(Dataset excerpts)
________
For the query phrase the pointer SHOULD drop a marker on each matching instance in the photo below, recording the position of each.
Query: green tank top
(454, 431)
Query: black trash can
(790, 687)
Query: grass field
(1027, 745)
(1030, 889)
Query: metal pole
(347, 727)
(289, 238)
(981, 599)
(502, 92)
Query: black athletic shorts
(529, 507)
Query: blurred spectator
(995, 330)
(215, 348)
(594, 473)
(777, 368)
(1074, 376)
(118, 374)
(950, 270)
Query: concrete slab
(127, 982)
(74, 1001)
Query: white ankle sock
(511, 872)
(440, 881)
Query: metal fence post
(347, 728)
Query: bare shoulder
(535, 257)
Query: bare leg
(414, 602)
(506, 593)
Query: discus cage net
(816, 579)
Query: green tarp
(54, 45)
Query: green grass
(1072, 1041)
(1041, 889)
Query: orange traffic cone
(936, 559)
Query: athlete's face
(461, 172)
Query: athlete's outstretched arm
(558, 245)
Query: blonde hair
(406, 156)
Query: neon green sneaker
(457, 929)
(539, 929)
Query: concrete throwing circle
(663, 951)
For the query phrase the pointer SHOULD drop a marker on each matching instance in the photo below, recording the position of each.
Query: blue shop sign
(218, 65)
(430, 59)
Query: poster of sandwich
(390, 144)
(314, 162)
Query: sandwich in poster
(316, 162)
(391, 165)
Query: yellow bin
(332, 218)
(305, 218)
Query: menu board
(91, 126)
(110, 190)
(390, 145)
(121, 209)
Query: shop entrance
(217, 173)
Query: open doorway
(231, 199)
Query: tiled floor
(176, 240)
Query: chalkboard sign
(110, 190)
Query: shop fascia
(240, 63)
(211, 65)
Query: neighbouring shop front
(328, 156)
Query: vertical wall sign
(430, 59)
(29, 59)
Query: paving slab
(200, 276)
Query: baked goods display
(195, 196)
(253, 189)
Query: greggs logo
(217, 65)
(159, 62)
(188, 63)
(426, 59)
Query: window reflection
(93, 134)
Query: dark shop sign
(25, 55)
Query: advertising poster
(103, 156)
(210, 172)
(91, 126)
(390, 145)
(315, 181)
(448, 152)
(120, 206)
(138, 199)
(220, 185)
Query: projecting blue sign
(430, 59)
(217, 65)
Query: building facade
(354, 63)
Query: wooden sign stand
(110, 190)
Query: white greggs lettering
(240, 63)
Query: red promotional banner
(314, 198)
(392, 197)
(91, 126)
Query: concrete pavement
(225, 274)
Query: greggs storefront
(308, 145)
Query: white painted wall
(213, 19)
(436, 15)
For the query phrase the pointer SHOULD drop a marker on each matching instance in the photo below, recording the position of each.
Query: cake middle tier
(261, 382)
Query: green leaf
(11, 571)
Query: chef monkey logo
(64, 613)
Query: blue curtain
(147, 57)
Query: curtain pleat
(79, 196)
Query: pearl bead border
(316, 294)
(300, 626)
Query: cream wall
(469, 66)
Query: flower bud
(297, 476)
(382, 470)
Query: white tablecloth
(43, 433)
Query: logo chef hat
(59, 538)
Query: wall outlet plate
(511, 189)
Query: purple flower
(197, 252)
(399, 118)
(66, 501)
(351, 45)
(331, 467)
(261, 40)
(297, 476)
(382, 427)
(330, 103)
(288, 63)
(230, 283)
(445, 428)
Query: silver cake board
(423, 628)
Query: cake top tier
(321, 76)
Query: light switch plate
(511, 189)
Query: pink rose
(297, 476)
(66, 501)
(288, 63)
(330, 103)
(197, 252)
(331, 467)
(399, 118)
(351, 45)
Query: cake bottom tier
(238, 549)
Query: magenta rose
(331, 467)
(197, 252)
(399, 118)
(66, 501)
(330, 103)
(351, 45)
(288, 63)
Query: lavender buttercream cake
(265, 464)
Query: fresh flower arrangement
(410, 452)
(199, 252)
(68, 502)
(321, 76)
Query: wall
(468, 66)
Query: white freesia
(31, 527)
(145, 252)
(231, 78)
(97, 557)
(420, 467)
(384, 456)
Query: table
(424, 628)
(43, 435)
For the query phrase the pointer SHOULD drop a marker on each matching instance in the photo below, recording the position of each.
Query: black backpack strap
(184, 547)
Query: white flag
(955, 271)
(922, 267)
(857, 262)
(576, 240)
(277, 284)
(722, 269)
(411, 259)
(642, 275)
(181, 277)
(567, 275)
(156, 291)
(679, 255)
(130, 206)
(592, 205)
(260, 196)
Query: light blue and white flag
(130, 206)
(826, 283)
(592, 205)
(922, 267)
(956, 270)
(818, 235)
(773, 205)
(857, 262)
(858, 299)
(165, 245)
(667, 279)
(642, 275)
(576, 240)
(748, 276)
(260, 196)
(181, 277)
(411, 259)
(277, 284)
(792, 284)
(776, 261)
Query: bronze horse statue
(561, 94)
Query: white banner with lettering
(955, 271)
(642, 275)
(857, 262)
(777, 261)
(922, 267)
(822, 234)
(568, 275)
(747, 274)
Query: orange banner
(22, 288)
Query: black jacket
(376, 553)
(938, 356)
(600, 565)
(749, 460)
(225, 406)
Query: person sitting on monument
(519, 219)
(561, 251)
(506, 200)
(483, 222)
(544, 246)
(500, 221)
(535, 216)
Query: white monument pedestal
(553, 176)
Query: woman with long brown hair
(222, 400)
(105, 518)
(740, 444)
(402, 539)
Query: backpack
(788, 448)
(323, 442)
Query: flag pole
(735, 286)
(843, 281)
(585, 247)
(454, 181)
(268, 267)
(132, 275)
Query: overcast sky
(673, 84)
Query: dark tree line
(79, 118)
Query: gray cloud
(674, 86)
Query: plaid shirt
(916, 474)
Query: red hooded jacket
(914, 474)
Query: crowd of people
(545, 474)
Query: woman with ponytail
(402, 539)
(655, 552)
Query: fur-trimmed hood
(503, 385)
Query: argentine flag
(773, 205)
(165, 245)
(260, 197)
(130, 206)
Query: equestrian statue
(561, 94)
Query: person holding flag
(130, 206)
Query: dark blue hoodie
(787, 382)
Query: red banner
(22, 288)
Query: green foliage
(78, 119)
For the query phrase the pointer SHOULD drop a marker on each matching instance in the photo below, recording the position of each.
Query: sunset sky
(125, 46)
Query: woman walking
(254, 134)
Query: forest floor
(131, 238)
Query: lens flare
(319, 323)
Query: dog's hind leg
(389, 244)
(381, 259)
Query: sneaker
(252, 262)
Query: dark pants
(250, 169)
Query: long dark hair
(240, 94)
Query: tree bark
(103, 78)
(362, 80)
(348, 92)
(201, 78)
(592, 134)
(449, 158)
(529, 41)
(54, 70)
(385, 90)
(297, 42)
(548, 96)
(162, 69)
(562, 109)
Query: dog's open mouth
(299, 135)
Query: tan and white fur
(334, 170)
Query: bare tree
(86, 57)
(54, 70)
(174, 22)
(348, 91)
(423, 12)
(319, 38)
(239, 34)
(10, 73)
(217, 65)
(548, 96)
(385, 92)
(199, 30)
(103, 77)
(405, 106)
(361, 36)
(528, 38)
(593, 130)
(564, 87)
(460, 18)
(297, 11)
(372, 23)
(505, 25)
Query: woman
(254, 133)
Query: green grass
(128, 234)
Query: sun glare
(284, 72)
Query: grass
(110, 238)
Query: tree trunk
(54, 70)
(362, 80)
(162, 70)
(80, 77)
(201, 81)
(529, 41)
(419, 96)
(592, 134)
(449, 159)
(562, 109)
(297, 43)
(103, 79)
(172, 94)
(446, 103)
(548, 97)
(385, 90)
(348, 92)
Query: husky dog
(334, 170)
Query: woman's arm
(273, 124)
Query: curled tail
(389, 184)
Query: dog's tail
________
● **Exercise details**
Return every record, leaving each line exactly as it was given.

● **Solution to this exercise**
For the query phrase the pointer SHOULD drop a marker on each matching instance in the photo below, recording the position of each.
Query: green tank top
(454, 431)
Query: black trash can
(790, 687)
Query: grass field
(1027, 745)
(1030, 889)
Query: metal pole
(347, 727)
(289, 238)
(981, 599)
(502, 92)
Query: black athletic shorts
(529, 507)
Query: blurred spectator
(995, 330)
(215, 348)
(594, 473)
(777, 368)
(1074, 376)
(118, 374)
(950, 270)
Query: concrete slab
(127, 982)
(74, 1001)
Query: white ankle sock
(511, 872)
(440, 881)
Query: metal fence post
(347, 728)
Query: bare shoulder
(535, 257)
Query: bare leg
(414, 602)
(506, 593)
Query: discus cage net
(816, 579)
Query: green tarp
(54, 45)
Query: green grass
(1072, 1041)
(1041, 889)
Query: orange traffic cone
(936, 559)
Query: athlete's face
(461, 172)
Query: athlete's outstretched arm
(558, 245)
Query: blonde hair
(406, 156)
Query: neon green sneaker
(457, 929)
(539, 929)
Query: concrete throwing circle
(663, 951)
For the query phrase the pointer SHOULD drop a marker on each matching instance in the photo below, recording the position of each.
Query: blue shop sign
(218, 65)
(430, 59)
Query: poster of sandwich
(390, 144)
(314, 162)
Query: sandwich in poster
(316, 162)
(391, 165)
Query: yellow bin
(332, 218)
(305, 218)
Query: menu board
(91, 126)
(110, 190)
(390, 145)
(121, 209)
Query: shop entrance
(217, 173)
Query: open doorway
(231, 199)
Query: tiled floor
(176, 240)
Query: chalkboard sign
(110, 190)
Query: shop fascia
(240, 63)
(211, 65)
Query: neighbouring shop front
(328, 156)
Query: vertical wall sign
(430, 59)
(29, 59)
Query: paving slab
(200, 276)
Query: baked goods display
(195, 196)
(253, 189)
Query: greggs logo
(217, 65)
(159, 62)
(188, 63)
(426, 59)
Query: window reflection
(93, 134)
Query: dark shop sign
(25, 55)
Query: advertising poster
(103, 156)
(210, 172)
(91, 126)
(390, 145)
(315, 181)
(448, 152)
(120, 206)
(138, 199)
(220, 185)
Query: projecting blue sign
(430, 59)
(217, 65)
Query: building facade
(354, 63)
Query: wooden sign stand
(110, 190)
Query: white greggs lettering
(240, 63)
Query: red promotional banner
(314, 198)
(392, 197)
(91, 126)
Query: concrete pavement
(225, 274)
Query: greggs storefront
(308, 145)
Query: white painted wall
(213, 19)
(436, 15)
For the query phrase the pointer SHOULD drop a marker on each matching instance in the photo below, recording the position of each.
Query: cake middle tier
(261, 382)
Query: green leaf
(11, 571)
Query: chef monkey logo
(64, 613)
Query: blue curtain
(147, 57)
Query: curtain pleat
(79, 196)
Query: pearl bead border
(316, 294)
(300, 626)
Query: cream wall
(469, 66)
Query: flower bud
(297, 476)
(382, 470)
Query: white tablecloth
(43, 433)
Query: logo chef hat
(59, 538)
Query: wall outlet plate
(511, 189)
Query: purple flower
(197, 252)
(399, 118)
(66, 501)
(351, 45)
(331, 467)
(261, 40)
(297, 476)
(382, 427)
(330, 103)
(288, 63)
(230, 283)
(445, 428)
Query: silver cake board
(423, 628)
Query: cake top tier
(321, 76)
Query: light switch plate
(511, 189)
Query: pink rose
(297, 476)
(66, 501)
(288, 63)
(330, 103)
(197, 252)
(331, 467)
(399, 118)
(351, 45)
Query: cake bottom tier
(238, 549)
Query: magenta rose
(331, 467)
(197, 252)
(399, 118)
(66, 501)
(330, 103)
(351, 45)
(288, 63)
Query: lavender buttercream cake
(265, 464)
Query: fresh flower arrangement
(410, 452)
(199, 252)
(68, 502)
(321, 76)
Query: wall
(468, 66)
Query: white freesia
(31, 527)
(145, 252)
(231, 78)
(97, 557)
(420, 467)
(384, 456)
Query: table
(424, 628)
(43, 435)
For the query phrase the pointer SHOULD drop a marker on each matching instance in the photo below, recording the position of each.
Query: black backpack strap
(184, 547)
Query: white flag
(955, 271)
(922, 267)
(857, 262)
(576, 240)
(277, 284)
(722, 269)
(411, 259)
(642, 275)
(181, 277)
(567, 275)
(156, 291)
(679, 255)
(130, 206)
(592, 205)
(260, 196)
Query: light blue and white flag
(130, 206)
(826, 283)
(592, 205)
(922, 267)
(956, 270)
(818, 235)
(773, 205)
(857, 262)
(858, 299)
(165, 245)
(667, 279)
(642, 275)
(576, 240)
(748, 276)
(260, 196)
(181, 277)
(411, 259)
(277, 284)
(792, 284)
(776, 261)
Query: bronze horse statue
(561, 94)
Query: white banner with lettering
(955, 271)
(642, 275)
(857, 262)
(777, 261)
(922, 267)
(822, 234)
(568, 275)
(747, 274)
Query: orange banner
(22, 288)
Query: black jacket
(376, 553)
(938, 356)
(600, 565)
(749, 460)
(225, 406)
Query: person sitting on monument
(519, 219)
(561, 251)
(506, 200)
(483, 222)
(544, 246)
(500, 221)
(535, 216)
Query: white monument pedestal
(553, 176)
Query: woman with long brown hair
(222, 400)
(105, 518)
(740, 444)
(402, 539)
Query: backpack
(788, 448)
(323, 442)
Query: flag pole
(735, 286)
(843, 281)
(585, 247)
(454, 181)
(268, 267)
(132, 275)
Query: overcast sky
(673, 84)
Query: dark tree line
(79, 118)
Query: gray cloud
(674, 86)
Query: plaid shirt
(916, 474)
Query: red hooded jacket
(914, 474)
Query: crowd of people
(545, 474)
Query: woman with ponytail
(402, 539)
(655, 552)
Query: fur-trimmed hood
(503, 385)
Query: argentine flag
(773, 205)
(165, 245)
(260, 197)
(130, 206)
Query: equestrian statue
(561, 94)
Query: person holding flag
(130, 206)
Query: dark blue hoodie
(787, 382)
Query: red banner
(22, 288)
Query: green foliage
(78, 119)
For the query phrase the pointer SHOULD drop a marker on each matching instance in the photo below, recording the position of each.
Query: sunset sky
(125, 46)
Query: woman walking
(254, 134)
Query: forest floor
(131, 238)
Query: lens flare
(319, 323)
Query: dog's hind leg
(389, 244)
(381, 259)
Query: sneaker
(252, 262)
Query: dark pants
(250, 169)
Query: long dark hair
(240, 94)
Query: tree bark
(103, 78)
(362, 80)
(348, 92)
(201, 78)
(592, 134)
(449, 158)
(529, 41)
(54, 70)
(385, 90)
(297, 42)
(548, 96)
(162, 69)
(562, 109)
Query: dog's open mouth
(299, 135)
Query: tan and white fur
(334, 170)
Query: bare tree
(86, 57)
(54, 70)
(174, 22)
(348, 91)
(423, 12)
(319, 38)
(239, 34)
(10, 73)
(217, 65)
(548, 96)
(385, 92)
(199, 30)
(103, 77)
(405, 106)
(361, 36)
(528, 38)
(593, 130)
(564, 87)
(460, 18)
(297, 11)
(372, 23)
(505, 25)
Query: woman
(254, 133)
Query: green grass
(128, 234)
Query: sun glare
(284, 72)
Query: grass
(110, 238)
Query: tree trunk
(54, 70)
(362, 80)
(162, 70)
(80, 77)
(201, 81)
(529, 41)
(419, 96)
(592, 134)
(449, 159)
(562, 109)
(297, 43)
(103, 79)
(172, 94)
(446, 103)
(548, 97)
(385, 90)
(348, 92)
Query: husky dog
(334, 170)
Query: woman's arm
(273, 124)
Query: curled tail
(389, 184)
Query: dog's tail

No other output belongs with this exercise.